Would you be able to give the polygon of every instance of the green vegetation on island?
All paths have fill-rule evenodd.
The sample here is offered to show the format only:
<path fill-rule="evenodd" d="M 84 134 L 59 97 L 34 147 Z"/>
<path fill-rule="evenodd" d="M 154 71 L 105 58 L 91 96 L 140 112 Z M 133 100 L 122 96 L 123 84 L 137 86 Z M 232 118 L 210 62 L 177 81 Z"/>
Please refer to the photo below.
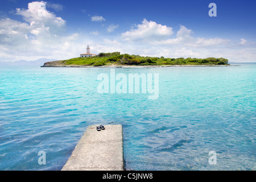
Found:
<path fill-rule="evenodd" d="M 108 65 L 228 65 L 228 60 L 222 57 L 198 58 L 164 58 L 144 57 L 139 55 L 120 54 L 119 52 L 100 53 L 97 56 L 87 57 L 76 57 L 69 60 L 57 61 L 59 66 L 108 66 Z M 51 63 L 48 63 L 50 66 Z M 45 65 L 47 66 L 47 65 Z M 57 64 L 55 64 L 57 65 Z"/>

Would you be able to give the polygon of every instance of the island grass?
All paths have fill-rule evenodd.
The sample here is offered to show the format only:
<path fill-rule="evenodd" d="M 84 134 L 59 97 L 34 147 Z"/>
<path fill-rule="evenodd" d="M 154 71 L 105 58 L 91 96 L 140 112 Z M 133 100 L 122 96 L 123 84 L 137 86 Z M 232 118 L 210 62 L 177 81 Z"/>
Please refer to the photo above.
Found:
<path fill-rule="evenodd" d="M 144 57 L 139 55 L 120 54 L 119 52 L 100 53 L 96 56 L 76 57 L 61 61 L 65 65 L 228 65 L 228 60 L 222 57 L 198 59 L 188 57 L 164 58 Z"/>

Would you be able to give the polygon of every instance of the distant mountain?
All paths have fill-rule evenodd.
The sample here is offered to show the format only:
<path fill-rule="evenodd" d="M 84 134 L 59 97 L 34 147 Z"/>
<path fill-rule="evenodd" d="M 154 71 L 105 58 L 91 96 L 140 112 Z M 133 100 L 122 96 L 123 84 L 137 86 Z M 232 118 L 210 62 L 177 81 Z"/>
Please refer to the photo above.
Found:
<path fill-rule="evenodd" d="M 35 61 L 19 60 L 16 61 L 0 61 L 0 68 L 3 67 L 40 67 L 43 65 L 44 63 L 54 61 L 56 60 L 53 59 L 42 58 Z"/>

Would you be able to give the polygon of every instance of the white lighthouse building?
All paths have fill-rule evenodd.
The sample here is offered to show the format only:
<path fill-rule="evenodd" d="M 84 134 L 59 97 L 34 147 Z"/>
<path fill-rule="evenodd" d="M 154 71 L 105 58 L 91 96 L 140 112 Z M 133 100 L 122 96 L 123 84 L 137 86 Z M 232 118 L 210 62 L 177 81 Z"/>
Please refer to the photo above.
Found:
<path fill-rule="evenodd" d="M 80 55 L 80 57 L 92 57 L 92 56 L 96 56 L 96 54 L 94 53 L 92 53 L 90 52 L 90 47 L 89 46 L 89 44 L 87 46 L 87 48 L 86 48 L 86 53 L 81 53 Z"/>

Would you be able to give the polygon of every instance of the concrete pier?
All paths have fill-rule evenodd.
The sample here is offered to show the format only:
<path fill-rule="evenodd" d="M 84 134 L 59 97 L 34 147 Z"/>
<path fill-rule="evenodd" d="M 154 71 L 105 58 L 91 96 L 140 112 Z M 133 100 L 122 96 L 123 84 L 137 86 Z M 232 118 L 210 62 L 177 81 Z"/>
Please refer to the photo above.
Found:
<path fill-rule="evenodd" d="M 89 126 L 61 171 L 124 170 L 123 130 L 121 125 L 97 131 Z"/>

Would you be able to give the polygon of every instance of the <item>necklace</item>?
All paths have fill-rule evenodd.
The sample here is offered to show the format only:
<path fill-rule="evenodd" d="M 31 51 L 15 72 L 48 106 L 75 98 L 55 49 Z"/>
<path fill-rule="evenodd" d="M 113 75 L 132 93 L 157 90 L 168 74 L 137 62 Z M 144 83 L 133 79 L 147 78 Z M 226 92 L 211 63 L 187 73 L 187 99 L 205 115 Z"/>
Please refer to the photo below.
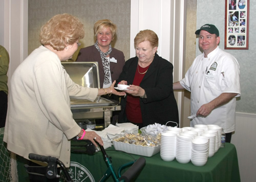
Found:
<path fill-rule="evenodd" d="M 147 69 L 148 69 L 148 68 L 147 68 L 147 69 L 146 70 L 146 71 L 145 71 L 145 72 L 143 72 L 143 73 L 141 73 L 141 72 L 140 72 L 140 70 L 139 70 L 139 64 L 138 64 L 138 66 L 137 66 L 137 67 L 138 68 L 138 72 L 139 72 L 139 73 L 141 74 L 145 74 L 145 73 L 146 73 L 146 72 L 147 71 Z"/>

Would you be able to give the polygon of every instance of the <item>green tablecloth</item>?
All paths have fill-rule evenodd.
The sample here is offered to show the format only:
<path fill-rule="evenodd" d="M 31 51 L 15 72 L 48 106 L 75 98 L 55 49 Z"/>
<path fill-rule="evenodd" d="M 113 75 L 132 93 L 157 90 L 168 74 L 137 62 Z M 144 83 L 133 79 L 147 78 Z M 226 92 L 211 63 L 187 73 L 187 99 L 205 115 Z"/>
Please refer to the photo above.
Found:
<path fill-rule="evenodd" d="M 112 164 L 117 174 L 122 165 L 140 156 L 115 150 L 114 147 L 106 150 L 111 157 Z M 93 155 L 72 153 L 70 174 L 76 181 L 98 181 L 107 169 L 107 166 L 100 151 Z M 240 181 L 237 150 L 235 146 L 226 143 L 202 167 L 194 166 L 191 162 L 179 163 L 162 160 L 158 153 L 152 157 L 144 157 L 146 165 L 136 181 Z M 22 158 L 18 158 L 19 181 L 27 181 Z M 110 177 L 108 181 L 113 181 Z"/>
<path fill-rule="evenodd" d="M 117 173 L 121 165 L 140 157 L 115 151 L 113 147 L 106 151 L 112 157 Z M 136 181 L 240 181 L 237 151 L 232 144 L 226 143 L 202 167 L 195 166 L 191 162 L 187 164 L 179 163 L 176 160 L 165 162 L 161 159 L 160 153 L 144 158 L 146 165 Z M 100 179 L 107 168 L 100 152 L 93 156 L 73 153 L 71 161 L 75 163 L 76 169 L 80 165 L 86 168 L 96 181 Z M 109 178 L 108 181 L 112 180 L 111 177 Z"/>

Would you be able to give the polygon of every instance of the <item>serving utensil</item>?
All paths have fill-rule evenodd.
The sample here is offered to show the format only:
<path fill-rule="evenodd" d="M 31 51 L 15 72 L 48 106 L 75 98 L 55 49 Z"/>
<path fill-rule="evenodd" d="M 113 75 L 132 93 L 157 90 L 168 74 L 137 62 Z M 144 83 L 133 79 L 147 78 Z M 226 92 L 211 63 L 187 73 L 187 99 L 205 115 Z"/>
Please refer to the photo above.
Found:
<path fill-rule="evenodd" d="M 195 114 L 194 115 L 193 115 L 193 116 L 188 116 L 187 118 L 189 119 L 193 119 L 194 118 L 195 118 L 196 117 L 197 117 L 197 115 Z"/>

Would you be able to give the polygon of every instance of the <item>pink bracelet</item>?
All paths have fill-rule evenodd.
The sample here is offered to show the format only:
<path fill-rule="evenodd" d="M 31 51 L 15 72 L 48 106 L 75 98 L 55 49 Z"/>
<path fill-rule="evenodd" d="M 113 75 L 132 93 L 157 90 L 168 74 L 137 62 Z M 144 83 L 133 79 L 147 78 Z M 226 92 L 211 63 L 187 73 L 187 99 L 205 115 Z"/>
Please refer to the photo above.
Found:
<path fill-rule="evenodd" d="M 83 131 L 83 133 L 82 133 L 82 136 L 80 138 L 78 138 L 78 136 L 77 136 L 76 137 L 76 139 L 77 140 L 82 140 L 82 139 L 83 138 L 83 137 L 84 137 L 84 135 L 86 135 L 86 131 L 83 129 L 82 129 L 82 130 Z"/>

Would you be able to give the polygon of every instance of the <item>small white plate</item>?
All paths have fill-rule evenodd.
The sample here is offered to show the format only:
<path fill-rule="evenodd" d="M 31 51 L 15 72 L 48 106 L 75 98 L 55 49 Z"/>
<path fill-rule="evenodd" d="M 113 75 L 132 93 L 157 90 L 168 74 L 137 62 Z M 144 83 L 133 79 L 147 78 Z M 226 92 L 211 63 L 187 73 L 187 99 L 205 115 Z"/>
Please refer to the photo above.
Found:
<path fill-rule="evenodd" d="M 127 89 L 119 89 L 118 87 L 114 87 L 114 88 L 115 89 L 119 90 L 130 90 L 130 91 L 132 91 L 132 90 Z"/>
<path fill-rule="evenodd" d="M 189 119 L 193 119 L 194 118 L 195 118 L 195 117 L 197 117 L 197 115 L 195 114 L 195 115 L 193 115 L 193 116 L 188 116 L 187 118 Z"/>

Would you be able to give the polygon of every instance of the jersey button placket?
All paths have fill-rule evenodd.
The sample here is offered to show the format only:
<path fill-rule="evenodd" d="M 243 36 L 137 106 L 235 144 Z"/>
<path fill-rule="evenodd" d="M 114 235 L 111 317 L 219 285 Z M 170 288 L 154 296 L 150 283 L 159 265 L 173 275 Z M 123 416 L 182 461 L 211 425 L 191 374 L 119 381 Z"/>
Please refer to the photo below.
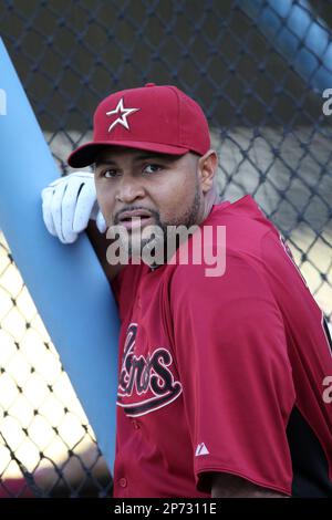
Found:
<path fill-rule="evenodd" d="M 121 478 L 121 479 L 118 480 L 118 486 L 120 486 L 121 488 L 126 488 L 127 485 L 128 485 L 128 482 L 127 482 L 127 479 L 126 479 L 126 478 Z"/>
<path fill-rule="evenodd" d="M 134 429 L 139 429 L 141 428 L 139 423 L 137 420 L 133 419 L 132 424 L 134 426 Z"/>

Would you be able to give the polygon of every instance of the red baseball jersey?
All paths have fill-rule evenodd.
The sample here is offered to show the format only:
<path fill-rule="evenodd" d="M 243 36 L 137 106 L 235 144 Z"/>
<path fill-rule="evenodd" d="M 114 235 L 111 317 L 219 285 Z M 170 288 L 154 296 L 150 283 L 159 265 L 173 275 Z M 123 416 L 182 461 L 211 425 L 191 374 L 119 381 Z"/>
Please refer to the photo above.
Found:
<path fill-rule="evenodd" d="M 127 266 L 112 283 L 122 321 L 114 496 L 209 497 L 218 471 L 331 496 L 322 312 L 250 196 L 215 205 L 207 226 L 226 227 L 222 275 L 189 256 Z"/>

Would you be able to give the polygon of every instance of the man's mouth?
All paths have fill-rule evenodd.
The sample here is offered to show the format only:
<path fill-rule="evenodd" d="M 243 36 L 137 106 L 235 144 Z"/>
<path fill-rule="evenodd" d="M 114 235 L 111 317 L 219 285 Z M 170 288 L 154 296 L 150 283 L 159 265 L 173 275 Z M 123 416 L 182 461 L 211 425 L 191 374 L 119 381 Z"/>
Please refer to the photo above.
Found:
<path fill-rule="evenodd" d="M 126 229 L 143 228 L 145 226 L 152 225 L 154 217 L 151 215 L 151 212 L 143 209 L 124 211 L 118 218 L 118 223 L 124 226 Z"/>

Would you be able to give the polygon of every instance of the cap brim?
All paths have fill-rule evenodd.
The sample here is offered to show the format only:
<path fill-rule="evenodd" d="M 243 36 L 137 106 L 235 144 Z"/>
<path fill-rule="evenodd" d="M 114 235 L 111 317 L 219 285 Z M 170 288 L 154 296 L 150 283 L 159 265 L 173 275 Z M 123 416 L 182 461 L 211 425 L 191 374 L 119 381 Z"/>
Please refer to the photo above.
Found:
<path fill-rule="evenodd" d="M 164 145 L 159 143 L 146 143 L 139 141 L 103 141 L 91 142 L 80 146 L 68 158 L 68 164 L 73 168 L 84 168 L 95 163 L 98 153 L 110 146 L 124 146 L 126 148 L 144 149 L 159 154 L 185 155 L 189 152 L 179 146 Z"/>

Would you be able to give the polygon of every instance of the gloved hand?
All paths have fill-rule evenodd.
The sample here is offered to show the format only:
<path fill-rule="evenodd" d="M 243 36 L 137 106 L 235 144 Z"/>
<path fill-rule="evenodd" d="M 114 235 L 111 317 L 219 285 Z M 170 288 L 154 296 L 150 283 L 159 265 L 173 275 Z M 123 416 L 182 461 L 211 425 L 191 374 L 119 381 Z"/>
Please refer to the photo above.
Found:
<path fill-rule="evenodd" d="M 75 171 L 51 183 L 42 190 L 43 220 L 51 235 L 63 243 L 74 242 L 86 229 L 89 220 L 96 221 L 100 232 L 106 222 L 96 200 L 93 174 Z"/>

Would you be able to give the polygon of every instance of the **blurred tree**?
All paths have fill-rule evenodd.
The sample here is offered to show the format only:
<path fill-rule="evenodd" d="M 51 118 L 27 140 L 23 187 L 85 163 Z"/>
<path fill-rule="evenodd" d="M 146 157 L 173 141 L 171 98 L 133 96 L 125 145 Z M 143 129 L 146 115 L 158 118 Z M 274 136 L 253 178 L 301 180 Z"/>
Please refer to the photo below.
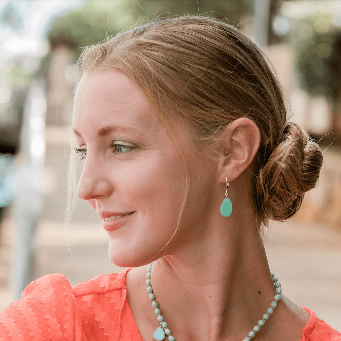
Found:
<path fill-rule="evenodd" d="M 252 0 L 90 0 L 83 7 L 56 18 L 48 39 L 53 50 L 63 45 L 73 50 L 74 58 L 78 58 L 81 50 L 79 48 L 131 27 L 139 18 L 198 14 L 226 18 L 229 23 L 237 25 L 242 15 L 252 10 Z"/>
<path fill-rule="evenodd" d="M 253 0 L 90 0 L 83 7 L 56 18 L 48 33 L 51 46 L 39 72 L 47 79 L 47 124 L 64 125 L 70 119 L 72 77 L 70 65 L 81 48 L 143 24 L 148 18 L 202 15 L 224 19 L 236 26 L 251 12 Z"/>
<path fill-rule="evenodd" d="M 323 96 L 330 103 L 331 128 L 336 140 L 341 142 L 341 30 L 319 26 L 319 19 L 313 20 L 310 26 L 309 22 L 301 23 L 307 33 L 301 33 L 305 39 L 296 44 L 298 78 L 302 89 L 313 96 Z"/>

------------------------------------

**TO DO:** Render the entries between the line containing "the island grass?" and the line containing "35 61 L 19 60", inclusive, as a Markdown table with the columns Row and Line, leaving out blank lines.

**WORKED ANSWER:**
| Row | Line |
|---|---|
| 1 | Would you be able to give the polygon of every instance of the island grass? |
| 2 | All paths have fill-rule evenodd. |
| 3 | The sample here is offered to show the format only: |
| 4 | <path fill-rule="evenodd" d="M 84 134 L 59 97 L 34 147 Z"/> |
| 5 | <path fill-rule="evenodd" d="M 154 71 L 105 58 L 91 96 L 140 112 Z M 133 100 L 122 96 L 123 84 L 137 86 Z M 232 118 L 210 62 L 177 81 Z"/> |
| 6 | Please refer to the photo above. |
| 7 | Found: |
| 8 | <path fill-rule="evenodd" d="M 144 57 L 139 55 L 120 54 L 119 52 L 100 53 L 96 56 L 76 57 L 61 61 L 65 65 L 228 65 L 228 60 L 222 57 L 198 59 L 188 57 L 164 58 Z"/> |
| 9 | Would you be able to give the polygon of every instance of the distant mountain? |
| 10 | All paths have fill-rule evenodd. |
| 11 | The sample here is offered to show the format only: |
| 12 | <path fill-rule="evenodd" d="M 84 134 L 59 97 L 34 147 Z"/> |
| 13 | <path fill-rule="evenodd" d="M 154 71 L 105 58 L 91 96 L 140 112 Z M 133 100 L 122 96 L 123 84 L 137 86 Z M 232 118 L 210 62 L 177 81 Z"/> |
| 14 | Please refer to the photo above. |
| 15 | Found: |
| 16 | <path fill-rule="evenodd" d="M 35 61 L 19 60 L 16 61 L 0 61 L 0 68 L 3 67 L 40 67 L 43 65 L 44 63 L 54 61 L 56 60 L 53 59 L 42 58 Z"/> |